_About this exercise_
Only the lines of the data holding the string "below" need to be returned.

** Provided records follows **

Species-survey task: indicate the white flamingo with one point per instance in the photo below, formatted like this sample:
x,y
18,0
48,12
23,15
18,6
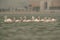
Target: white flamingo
x,y
7,20
37,19
18,20
26,20
53,20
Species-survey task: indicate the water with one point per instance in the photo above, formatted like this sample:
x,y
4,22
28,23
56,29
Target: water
x,y
32,30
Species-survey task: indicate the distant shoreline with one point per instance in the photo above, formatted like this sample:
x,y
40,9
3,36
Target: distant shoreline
x,y
31,12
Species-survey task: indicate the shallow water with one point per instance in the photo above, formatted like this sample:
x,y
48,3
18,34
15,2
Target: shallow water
x,y
30,31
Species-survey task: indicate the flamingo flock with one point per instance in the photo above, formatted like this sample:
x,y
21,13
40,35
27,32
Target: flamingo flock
x,y
24,19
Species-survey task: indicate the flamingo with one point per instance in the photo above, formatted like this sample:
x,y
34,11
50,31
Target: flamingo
x,y
26,20
8,20
37,19
18,20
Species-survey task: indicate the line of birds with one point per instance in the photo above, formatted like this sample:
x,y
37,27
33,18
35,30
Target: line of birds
x,y
33,19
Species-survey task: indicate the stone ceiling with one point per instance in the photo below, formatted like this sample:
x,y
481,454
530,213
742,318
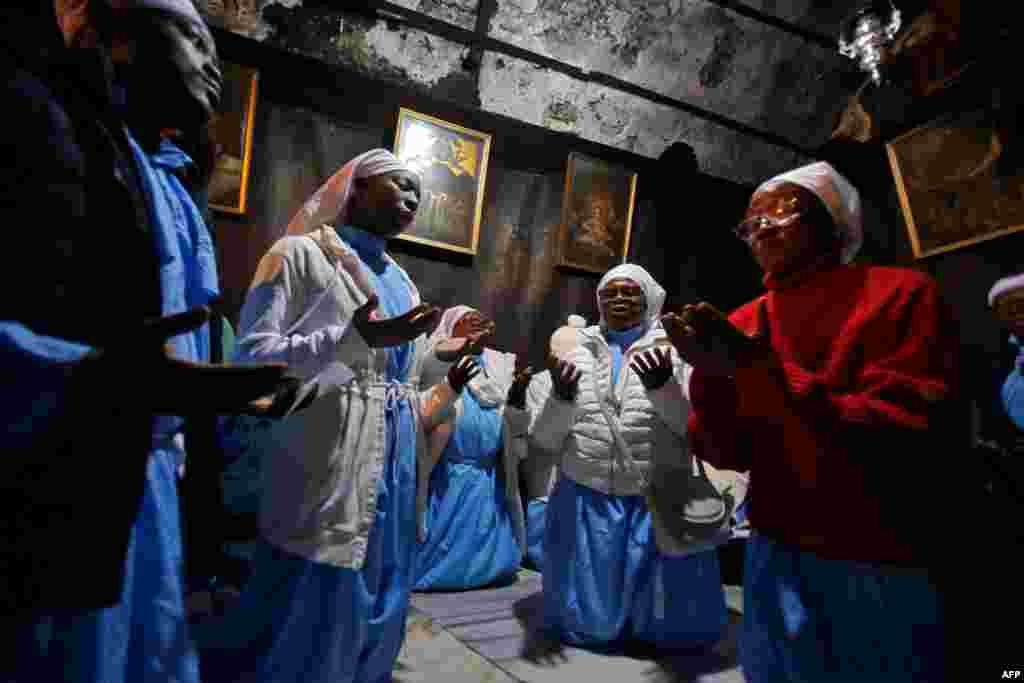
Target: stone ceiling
x,y
764,66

** End of Provided records **

_Task answer_
Species-survey task: indicate the white flamingo with one point per instance in the photo below, formatted like this sample:
Species-survey task: indicate the stone ceiling with one point per instance in the photo below, formatted like this sample:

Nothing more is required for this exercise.